== Records ==
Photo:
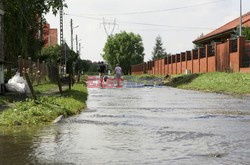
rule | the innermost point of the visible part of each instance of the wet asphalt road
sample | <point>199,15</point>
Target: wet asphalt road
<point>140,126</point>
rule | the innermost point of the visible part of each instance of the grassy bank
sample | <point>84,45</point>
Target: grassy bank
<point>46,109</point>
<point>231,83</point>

--

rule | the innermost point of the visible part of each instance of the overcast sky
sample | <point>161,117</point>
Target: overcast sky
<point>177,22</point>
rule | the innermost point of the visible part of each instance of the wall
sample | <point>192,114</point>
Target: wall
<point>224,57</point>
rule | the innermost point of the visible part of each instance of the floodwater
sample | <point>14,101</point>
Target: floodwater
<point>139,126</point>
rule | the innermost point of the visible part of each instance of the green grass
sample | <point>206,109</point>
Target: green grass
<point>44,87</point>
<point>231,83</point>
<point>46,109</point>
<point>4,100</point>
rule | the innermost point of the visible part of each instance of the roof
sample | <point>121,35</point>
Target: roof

== Exercise ==
Look above for the line holding "the overcast sky". Print it and every line after it, exactly, through the line holding "Target: roof".

== Expected answer ==
rule | the innermost point of the visible part of each instance of the overcast sky
sample | <point>161,117</point>
Target: overcast sky
<point>177,22</point>
rule | the innermost point of the visible part of each instance of the wall
sample | <point>192,114</point>
Target: wall
<point>224,57</point>
rule | the innermost point of the visible part of each instance of the floodwater
sample | <point>14,101</point>
Target: floodwater
<point>139,126</point>
rule | the innermost point of the visible part of each instance of the green grass
sample | <point>206,109</point>
Target: green grass
<point>44,87</point>
<point>231,83</point>
<point>46,109</point>
<point>4,100</point>
rule | the innermost point of the visible part of each instance of the roof
sample | <point>121,35</point>
Target: roof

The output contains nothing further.